Count the lines in the listing below that contain the word "fish" and reply with the number alone.

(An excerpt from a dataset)
........
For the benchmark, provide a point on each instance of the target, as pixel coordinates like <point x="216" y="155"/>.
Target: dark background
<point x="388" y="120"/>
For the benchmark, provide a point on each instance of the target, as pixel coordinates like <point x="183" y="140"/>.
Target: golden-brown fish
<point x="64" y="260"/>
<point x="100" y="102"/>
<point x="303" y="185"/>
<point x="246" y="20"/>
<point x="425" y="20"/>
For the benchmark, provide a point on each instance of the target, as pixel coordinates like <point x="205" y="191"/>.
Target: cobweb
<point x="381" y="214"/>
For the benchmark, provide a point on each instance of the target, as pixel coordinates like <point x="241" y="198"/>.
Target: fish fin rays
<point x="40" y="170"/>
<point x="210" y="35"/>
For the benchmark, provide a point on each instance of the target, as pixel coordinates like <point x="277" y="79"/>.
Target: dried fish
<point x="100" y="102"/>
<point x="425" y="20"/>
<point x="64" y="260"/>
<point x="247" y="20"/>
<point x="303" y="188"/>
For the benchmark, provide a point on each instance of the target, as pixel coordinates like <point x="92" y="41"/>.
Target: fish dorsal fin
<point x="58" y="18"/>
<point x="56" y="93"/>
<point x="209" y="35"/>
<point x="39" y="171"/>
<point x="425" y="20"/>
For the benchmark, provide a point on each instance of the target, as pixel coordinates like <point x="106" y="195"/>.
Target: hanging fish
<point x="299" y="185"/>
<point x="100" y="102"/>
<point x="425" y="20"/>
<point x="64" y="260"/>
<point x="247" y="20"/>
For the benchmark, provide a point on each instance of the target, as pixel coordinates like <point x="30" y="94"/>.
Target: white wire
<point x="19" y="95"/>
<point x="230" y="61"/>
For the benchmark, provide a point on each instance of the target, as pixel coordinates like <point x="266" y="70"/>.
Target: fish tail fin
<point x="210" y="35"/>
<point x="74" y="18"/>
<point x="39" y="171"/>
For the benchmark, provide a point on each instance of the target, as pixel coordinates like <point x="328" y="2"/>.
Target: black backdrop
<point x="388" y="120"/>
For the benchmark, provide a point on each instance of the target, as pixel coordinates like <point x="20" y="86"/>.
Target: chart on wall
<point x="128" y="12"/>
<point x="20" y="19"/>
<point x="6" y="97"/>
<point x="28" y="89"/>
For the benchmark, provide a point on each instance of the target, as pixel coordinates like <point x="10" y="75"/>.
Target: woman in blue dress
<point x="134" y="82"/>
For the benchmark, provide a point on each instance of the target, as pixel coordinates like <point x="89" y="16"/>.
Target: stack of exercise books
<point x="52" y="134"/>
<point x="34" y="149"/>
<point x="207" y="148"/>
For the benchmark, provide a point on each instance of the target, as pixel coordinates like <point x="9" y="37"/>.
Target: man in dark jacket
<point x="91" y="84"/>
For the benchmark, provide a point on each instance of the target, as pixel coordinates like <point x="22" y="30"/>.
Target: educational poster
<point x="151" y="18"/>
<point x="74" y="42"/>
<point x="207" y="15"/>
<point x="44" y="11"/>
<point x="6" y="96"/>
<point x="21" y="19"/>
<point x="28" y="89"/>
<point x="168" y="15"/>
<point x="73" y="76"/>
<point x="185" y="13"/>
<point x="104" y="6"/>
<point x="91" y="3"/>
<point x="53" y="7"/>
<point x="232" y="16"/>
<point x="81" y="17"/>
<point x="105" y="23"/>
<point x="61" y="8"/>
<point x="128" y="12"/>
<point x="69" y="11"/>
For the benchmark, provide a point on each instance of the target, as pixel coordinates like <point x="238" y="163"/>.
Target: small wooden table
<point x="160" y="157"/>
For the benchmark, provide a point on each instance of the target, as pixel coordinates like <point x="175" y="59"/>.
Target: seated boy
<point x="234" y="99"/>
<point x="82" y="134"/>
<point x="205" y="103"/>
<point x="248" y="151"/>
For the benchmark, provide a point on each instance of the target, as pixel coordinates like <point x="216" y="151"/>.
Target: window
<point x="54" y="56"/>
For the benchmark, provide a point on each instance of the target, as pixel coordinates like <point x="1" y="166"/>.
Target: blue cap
........
OUTPUT OF THE TASK: 6